■ WORK INSTRUCTIONS ■
The data below should be restated word for word, with every picture omitted.

■ INFORMATION GIVEN ■
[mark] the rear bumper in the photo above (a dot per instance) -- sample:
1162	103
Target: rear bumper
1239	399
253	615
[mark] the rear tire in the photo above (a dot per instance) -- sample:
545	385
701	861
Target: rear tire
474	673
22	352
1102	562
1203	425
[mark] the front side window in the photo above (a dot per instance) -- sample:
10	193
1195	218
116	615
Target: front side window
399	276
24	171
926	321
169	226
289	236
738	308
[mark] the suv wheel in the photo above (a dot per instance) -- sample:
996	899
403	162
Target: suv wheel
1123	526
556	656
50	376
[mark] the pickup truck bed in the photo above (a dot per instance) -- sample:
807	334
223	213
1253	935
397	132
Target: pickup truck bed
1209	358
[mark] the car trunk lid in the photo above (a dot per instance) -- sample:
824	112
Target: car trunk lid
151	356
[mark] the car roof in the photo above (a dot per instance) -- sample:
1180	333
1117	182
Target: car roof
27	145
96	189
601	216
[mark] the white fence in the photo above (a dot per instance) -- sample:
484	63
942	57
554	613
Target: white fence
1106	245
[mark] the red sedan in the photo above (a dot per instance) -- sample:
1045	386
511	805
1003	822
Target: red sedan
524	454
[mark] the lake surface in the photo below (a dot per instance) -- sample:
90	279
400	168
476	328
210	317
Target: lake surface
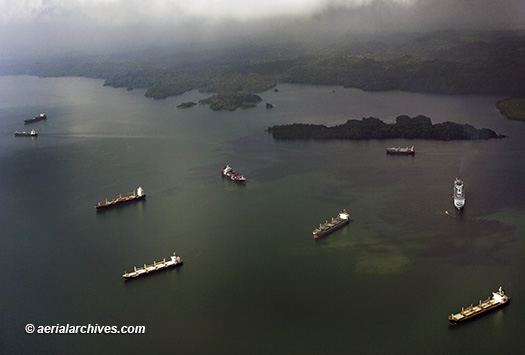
254	281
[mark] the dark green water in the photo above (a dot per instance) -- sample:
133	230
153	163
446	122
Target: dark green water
254	281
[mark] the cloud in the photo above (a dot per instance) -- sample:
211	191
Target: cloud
29	25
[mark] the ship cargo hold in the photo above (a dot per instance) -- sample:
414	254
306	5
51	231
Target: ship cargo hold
175	260
139	195
459	194
401	150
497	299
227	172
331	226
31	133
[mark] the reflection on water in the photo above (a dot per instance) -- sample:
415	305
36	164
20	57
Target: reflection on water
252	270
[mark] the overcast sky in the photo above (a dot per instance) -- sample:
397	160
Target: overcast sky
62	25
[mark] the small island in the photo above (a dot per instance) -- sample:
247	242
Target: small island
231	101
186	104
419	127
512	109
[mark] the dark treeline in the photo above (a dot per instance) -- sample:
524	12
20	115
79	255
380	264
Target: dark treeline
419	127
438	62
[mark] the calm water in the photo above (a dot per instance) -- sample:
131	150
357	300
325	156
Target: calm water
254	280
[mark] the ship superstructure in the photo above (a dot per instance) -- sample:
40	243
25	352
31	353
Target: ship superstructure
139	195
228	172
31	133
156	266
497	299
331	226
401	150
459	193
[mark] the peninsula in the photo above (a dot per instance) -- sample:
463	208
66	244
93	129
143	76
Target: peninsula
419	127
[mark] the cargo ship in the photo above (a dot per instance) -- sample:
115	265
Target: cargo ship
40	117
139	195
228	172
328	227
401	150
156	266
31	133
497	299
459	193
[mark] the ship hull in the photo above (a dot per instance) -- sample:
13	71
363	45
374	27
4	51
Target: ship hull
331	230
476	314
119	202
401	151
132	277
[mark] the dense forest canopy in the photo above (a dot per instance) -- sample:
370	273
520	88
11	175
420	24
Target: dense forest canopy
446	62
419	127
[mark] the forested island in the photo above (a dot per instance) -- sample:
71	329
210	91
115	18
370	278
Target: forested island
186	105
444	62
419	127
231	101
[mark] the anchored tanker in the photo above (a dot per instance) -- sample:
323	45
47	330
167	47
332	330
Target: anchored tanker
156	266
120	200
228	172
31	133
401	150
328	227
497	299
459	193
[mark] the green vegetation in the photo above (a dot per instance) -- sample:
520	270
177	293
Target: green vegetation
513	109
186	105
445	62
231	101
419	127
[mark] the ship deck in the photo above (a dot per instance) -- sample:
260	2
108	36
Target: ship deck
472	311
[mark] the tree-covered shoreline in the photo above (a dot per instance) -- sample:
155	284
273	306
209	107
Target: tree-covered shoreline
447	62
419	127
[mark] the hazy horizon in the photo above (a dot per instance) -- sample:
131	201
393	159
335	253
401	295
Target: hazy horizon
29	27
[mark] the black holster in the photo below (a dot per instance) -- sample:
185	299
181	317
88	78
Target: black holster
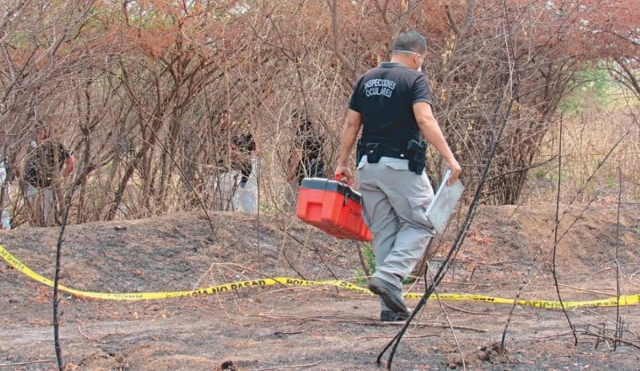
415	152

■ ANSWER TO THIS EXERCISE ■
[mark] the rear bumper in the photo above (a dot per instance) -- sample:
1162	103
Target: rear bumper
1239	399
253	615
[mark] the rear tire in the photo above (a dot per instance) -- sample:
545	385
701	861
Target: rear tire
474	673
22	352
1102	562
1203	425
[mark] the front side window in the photo above (a dot per instance) -- sample:
10	193
1195	218
116	615
Target: front side window
399	276
24	171
926	321
169	226
289	236
738	308
[mark] the suv wheel in the photo above (a dot per instance) -- sample:
996	899
403	162
Target: suv wheel
1123	526
556	656
50	376
[mark] the pickup truck bed in the photo above (a dot per instance) -- sample:
807	334
223	213
1253	935
397	132
Target: pickup truck bed
1209	358
[mark] the car trunk lid in the photo above (a dot per instance) -- sample:
824	112
Target: car trunk lid
151	356
[mark] the car roof in the photo above (a dot per instance) -- sample:
1180	333
1117	182
Target: car roof
27	145
96	189
601	216
[mark] the white fence in the photo above (a dot per instance) -- sample:
484	63
942	57
554	613
Target: white fence
1106	245
[mark] the red sedan in the photo above (a dot per instance) -- sample:
1045	386
511	805
1003	822
Target: red sedan
524	454
[mark] the lake surface in the photo below (a dot per instance) -- sample:
90	279
400	168
476	328
210	317
Target: lake surface
254	281
[mark] the dark green water in the photo above (a dot per instance) -- sample:
133	230
153	163
446	122
Target: dark green water
254	281
[mark] the cloud in the photo above (a dot per instance) -- sample:
211	191
Target: cloud
29	25
[mark] the ship cargo hold in the photo above (a dot per instance) -- sample:
414	254
306	5
51	231
Target: ship cargo hold
175	260
139	195
459	194
401	150
497	299
227	172
331	226
31	133
[mark] the reflection on water in the photo above (a dot per instance) -- sample:
415	305
36	164
20	57
Target: reflection on water
252	270
[mark] the overcast sky in the photo above (a dot per instance) -- sample:
397	160
Target: overcast sky
62	25
[mark] the small island in the photo above (a dot per instance) -- sample:
247	242
Target: small island
231	101
186	104
419	127
512	109
[mark] the dark treeline in the photo above (a dot per instance) -- sample:
524	12
20	115
79	255
380	264
Target: dark treeline
419	127
438	62
[mark] the calm water in the photo above (a dot per instance) -- sample:
131	150
357	300
325	156
Target: calm water
254	280
[mark] the ship superstructure in the photo above (a dot per instance) -- sample:
40	243
25	352
31	353
Target: ship superstructure
139	195
228	172
31	133
156	266
497	299
331	226
401	150
459	193
[mark] the peninsula in the photo above (a dot per instance) -- sample:
463	208
66	244
93	129
143	76
Target: peninsula
419	127
[mark] the cargo ship in the photo above (a dot per instance) -- sample:
115	265
Target: cargo ship
40	117
139	195
228	172
328	227
401	150
156	266
31	133
497	299
459	193
[mark] the ship hull in the photo above (a dot per instance) -- sample:
13	71
363	45
374	27
4	51
Target: ship hull
331	230
476	314
119	202
401	151
132	277
[mark] the dense forest canopy in the photo above (a dot per instance) -- sample:
370	273
520	88
11	175
420	24
Target: dense forest canopy
446	62
419	127
[mark] the forested island in the photo above (a dot per instance) -- sample:
71	329
210	91
115	18
370	278
Target: forested island
186	105
444	62
419	127
231	101
[mark] the anchored tanker in the photo above (a dot per instance) -- sample:
323	45
47	330
167	47
332	330
Target: anchored tanker
156	266
120	200
228	172
31	133
401	150
328	227
497	299
459	193
[mark] the green vegetation in the photo above (a dot per instance) -- sample:
520	270
177	293
Target: green vegetation
513	109
186	105
445	62
231	101
419	127
[mark] the ship deck in the photo above (a dot per instance) -- sample:
260	2
108	36
Target: ship deck
472	311
[mark] the tree-covered shoreline in the photo above (a dot per instance) -- sample:
155	284
273	306
209	107
Target: tree-covered shoreline
447	62
419	127
[mark] the hazy horizon in the photo above (a dot per instance) -- sample:
131	201
393	159
335	253
401	295
Target: hazy horizon
29	27
[mark] the black holster in the photo below (a dot per instance) -- sample:
185	299
181	317
88	78
Target: black holster
415	152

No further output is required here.